Records from a dataset:

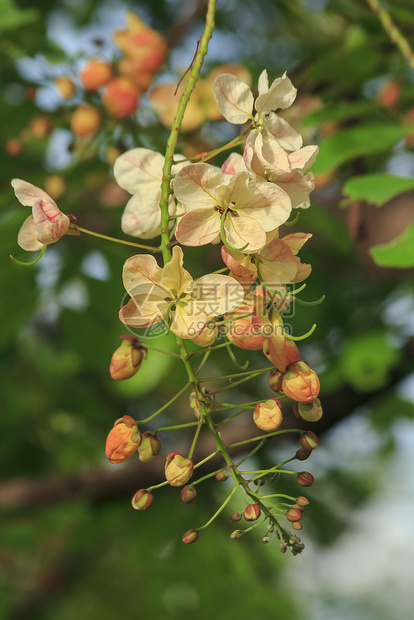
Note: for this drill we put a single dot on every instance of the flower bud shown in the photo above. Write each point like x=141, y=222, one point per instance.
x=178, y=469
x=302, y=501
x=65, y=87
x=275, y=381
x=302, y=454
x=123, y=440
x=142, y=500
x=95, y=74
x=300, y=382
x=127, y=359
x=305, y=479
x=293, y=514
x=149, y=447
x=188, y=494
x=121, y=97
x=309, y=441
x=223, y=475
x=252, y=512
x=310, y=412
x=268, y=415
x=190, y=536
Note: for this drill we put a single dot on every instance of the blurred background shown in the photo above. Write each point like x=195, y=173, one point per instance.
x=70, y=543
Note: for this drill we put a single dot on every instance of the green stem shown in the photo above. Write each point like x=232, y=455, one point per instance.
x=391, y=29
x=122, y=241
x=175, y=129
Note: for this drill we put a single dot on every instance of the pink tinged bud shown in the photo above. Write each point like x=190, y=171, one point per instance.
x=190, y=536
x=275, y=381
x=302, y=454
x=293, y=514
x=127, y=359
x=252, y=512
x=300, y=382
x=123, y=440
x=149, y=447
x=222, y=476
x=309, y=441
x=178, y=469
x=268, y=415
x=142, y=500
x=305, y=479
x=302, y=501
x=310, y=412
x=188, y=494
x=281, y=351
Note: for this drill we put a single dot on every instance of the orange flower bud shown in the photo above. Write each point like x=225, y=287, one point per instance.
x=188, y=494
x=223, y=475
x=268, y=415
x=127, y=359
x=95, y=74
x=121, y=97
x=85, y=120
x=190, y=536
x=65, y=87
x=40, y=127
x=178, y=469
x=305, y=479
x=14, y=147
x=149, y=447
x=309, y=441
x=123, y=440
x=300, y=382
x=293, y=514
x=142, y=500
x=252, y=512
x=275, y=381
x=310, y=412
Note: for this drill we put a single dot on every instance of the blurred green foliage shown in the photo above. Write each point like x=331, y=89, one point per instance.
x=59, y=324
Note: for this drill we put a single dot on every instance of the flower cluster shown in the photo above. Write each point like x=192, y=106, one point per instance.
x=242, y=205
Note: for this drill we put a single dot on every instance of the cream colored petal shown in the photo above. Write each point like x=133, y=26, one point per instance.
x=195, y=185
x=213, y=295
x=234, y=99
x=281, y=95
x=304, y=158
x=174, y=276
x=27, y=237
x=27, y=194
x=143, y=311
x=139, y=270
x=198, y=227
x=142, y=217
x=243, y=230
x=49, y=220
x=268, y=204
x=139, y=170
x=233, y=164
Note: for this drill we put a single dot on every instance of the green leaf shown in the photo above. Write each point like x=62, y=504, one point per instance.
x=11, y=17
x=378, y=188
x=367, y=360
x=350, y=143
x=397, y=253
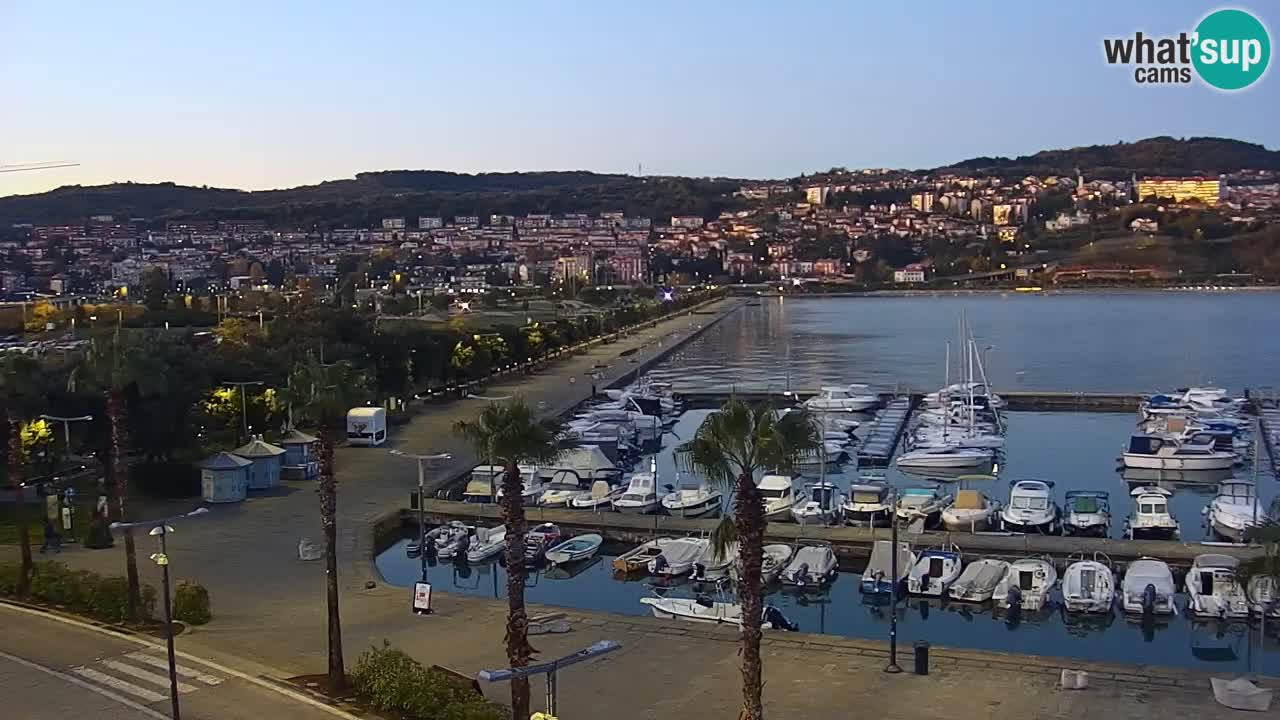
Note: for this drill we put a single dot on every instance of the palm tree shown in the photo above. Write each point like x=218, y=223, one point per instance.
x=320, y=396
x=510, y=433
x=728, y=449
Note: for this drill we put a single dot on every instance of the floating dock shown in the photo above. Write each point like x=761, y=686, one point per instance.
x=877, y=446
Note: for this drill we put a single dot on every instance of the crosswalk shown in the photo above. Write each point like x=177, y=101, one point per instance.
x=144, y=675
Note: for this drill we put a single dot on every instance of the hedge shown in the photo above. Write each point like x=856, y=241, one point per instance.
x=393, y=682
x=77, y=591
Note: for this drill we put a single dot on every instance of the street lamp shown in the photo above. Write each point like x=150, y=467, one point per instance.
x=161, y=528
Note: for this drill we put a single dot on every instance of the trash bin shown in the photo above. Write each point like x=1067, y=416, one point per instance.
x=922, y=657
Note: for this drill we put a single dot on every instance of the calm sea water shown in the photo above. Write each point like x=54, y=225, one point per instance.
x=1106, y=342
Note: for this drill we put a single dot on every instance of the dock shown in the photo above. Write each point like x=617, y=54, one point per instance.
x=853, y=546
x=878, y=445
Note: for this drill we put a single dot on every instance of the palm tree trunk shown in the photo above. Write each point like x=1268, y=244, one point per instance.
x=118, y=417
x=749, y=518
x=329, y=519
x=519, y=651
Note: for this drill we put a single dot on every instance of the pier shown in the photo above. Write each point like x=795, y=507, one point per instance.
x=878, y=443
x=853, y=546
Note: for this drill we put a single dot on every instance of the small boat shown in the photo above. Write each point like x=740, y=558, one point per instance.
x=922, y=504
x=1027, y=584
x=818, y=504
x=972, y=511
x=539, y=540
x=1089, y=586
x=1088, y=513
x=677, y=556
x=813, y=564
x=868, y=505
x=698, y=501
x=1031, y=509
x=575, y=550
x=778, y=496
x=1212, y=589
x=639, y=556
x=878, y=577
x=1148, y=588
x=1235, y=510
x=1151, y=518
x=935, y=570
x=1161, y=452
x=487, y=543
x=978, y=580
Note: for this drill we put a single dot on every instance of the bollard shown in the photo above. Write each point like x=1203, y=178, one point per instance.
x=922, y=657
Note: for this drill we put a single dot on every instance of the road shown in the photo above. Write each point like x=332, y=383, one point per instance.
x=50, y=670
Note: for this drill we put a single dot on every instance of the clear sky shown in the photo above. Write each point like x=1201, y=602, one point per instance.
x=273, y=94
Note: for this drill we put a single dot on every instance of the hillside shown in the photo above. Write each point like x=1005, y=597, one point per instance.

Required task. Duplicate every line of the entries above without changing anything, and omit the pictures from your answer.

Response for this exercise.
Note: for this drill we put a single dot on every instance of the flower bud shown in the photo above. Write each point like x=141, y=222, one point per instance.
x=178, y=469
x=302, y=501
x=65, y=87
x=275, y=381
x=302, y=454
x=123, y=440
x=142, y=500
x=95, y=74
x=300, y=382
x=127, y=359
x=305, y=479
x=293, y=514
x=149, y=447
x=188, y=494
x=121, y=97
x=309, y=441
x=223, y=475
x=252, y=512
x=310, y=412
x=268, y=415
x=190, y=536
Note: for this drill we put a single dot on every instance of the blurred background shown in the photo above. Write each point like x=195, y=173, one point per instance.
x=70, y=543
Note: for this drill we put a single dot on every instance of the green stem shown in the photo above. Write each point like x=232, y=455, one point per instance.
x=391, y=29
x=122, y=241
x=175, y=129
Note: for this drill we put a single dot on every instance of the pink tinged bud shown in the photo above. Write each point like x=190, y=171, one point per instance.
x=190, y=536
x=275, y=381
x=302, y=454
x=293, y=514
x=127, y=359
x=252, y=512
x=300, y=382
x=123, y=440
x=149, y=447
x=222, y=476
x=309, y=441
x=178, y=469
x=268, y=415
x=142, y=500
x=305, y=479
x=302, y=501
x=310, y=412
x=188, y=494
x=281, y=351
Note: for this drill we put a single dot on every instance of the orange flower bud shown in the photo above. Write each point like x=225, y=287, one point per instance.
x=188, y=494
x=223, y=475
x=268, y=415
x=127, y=359
x=95, y=74
x=121, y=97
x=85, y=120
x=190, y=536
x=65, y=87
x=40, y=127
x=178, y=469
x=305, y=479
x=14, y=147
x=149, y=447
x=309, y=441
x=123, y=440
x=300, y=382
x=293, y=514
x=142, y=500
x=252, y=512
x=275, y=381
x=310, y=412
Note: for this drill we put a single dot on every instance of the blurred green foliage shown in the photo above. Write each point like x=331, y=89, one point per instance.
x=59, y=324
Note: for this drill we put a single dot on every instance of the flower cluster shown in the photo above. Write each point like x=192, y=106, one point per instance.
x=242, y=205
Note: for this drill we put a single dot on every instance of the cream colored petal shown in the photo above. Write each point like x=133, y=26, one point per instance.
x=195, y=185
x=213, y=295
x=234, y=99
x=281, y=95
x=304, y=158
x=174, y=276
x=27, y=237
x=27, y=194
x=143, y=311
x=139, y=270
x=198, y=227
x=142, y=217
x=243, y=230
x=49, y=220
x=268, y=204
x=139, y=170
x=233, y=164
Note: for this drill we put a single dot on every instance of the green leaf shown in the photo above. Write each point like x=62, y=504, one point per instance.
x=11, y=17
x=378, y=188
x=367, y=360
x=350, y=143
x=397, y=253
Note: for this drill we put a single dot on every instance of the palm tree shown in the photo above. Write each point like x=218, y=223, one point per instance.
x=320, y=396
x=510, y=433
x=728, y=449
Note: for this drill we put a single dot on every instance of the floating dock shown in the photo above. Write each point like x=761, y=686, one point per instance.
x=877, y=446
Note: for this drill we put a single dot on every instance of the crosswalk shown in the photo above. Write each point like x=177, y=101, one point per instance.
x=144, y=675
Note: for this drill we put a single dot on every instance of the hedge shown in the photo above. Write each point like x=856, y=241, one point per instance.
x=393, y=682
x=77, y=591
Note: for this drill we put a single dot on every instance of the street lamp shown in the photo above. Write each point like x=150, y=467, one point per instance.
x=161, y=528
Note: for this drill we put a single dot on every instance of the trash bin shown in the photo above. Write each point like x=1067, y=416, one point per instance.
x=922, y=657
Note: for this drill we put a single dot on every instance of the calm sea water shown in the photo above. Write each point like x=54, y=225, one point per instance.
x=1106, y=342
Note: for this drill we put a single dot on every instance of the dock shown in the photo above. Write each point like x=617, y=54, one point per instance.
x=853, y=546
x=878, y=445
Note: for this drill we put a single dot on every instance of the palm tree trunk shown in the photo above. Write each point like x=1268, y=244, one point per instance.
x=118, y=417
x=749, y=518
x=329, y=519
x=519, y=651
Note: for this drill we put a single dot on every instance of the pier shown in the photo above. Write each point like x=795, y=507, one point per instance.
x=878, y=443
x=853, y=546
Note: for this drill we put a single dot on every instance of the small boat shown in the photo above. Write each point like x=740, y=558, one point per instance.
x=922, y=504
x=1027, y=584
x=818, y=504
x=972, y=511
x=539, y=540
x=1089, y=586
x=1088, y=513
x=677, y=556
x=813, y=564
x=868, y=505
x=698, y=501
x=1031, y=509
x=575, y=550
x=778, y=496
x=1212, y=589
x=639, y=556
x=878, y=577
x=1148, y=588
x=1235, y=510
x=1151, y=518
x=935, y=570
x=1161, y=452
x=487, y=543
x=978, y=580
Note: for this drill we put a single dot on every instance of the bollard shown in the photo above. Write each point like x=1203, y=178, one point per instance.
x=922, y=657
Note: for this drill we put a single dot on every instance of the road shown in the photo above. Write each point like x=332, y=383, one point per instance.
x=50, y=670
Note: for this drill we put a single dot on every instance of the clear sky shown in the photo above. Write each point like x=1201, y=602, one point per instance.
x=273, y=94
Note: for this drill we put a single dot on every instance of the hillside shown in the photo above. Write each point like x=1005, y=597, one point per instance.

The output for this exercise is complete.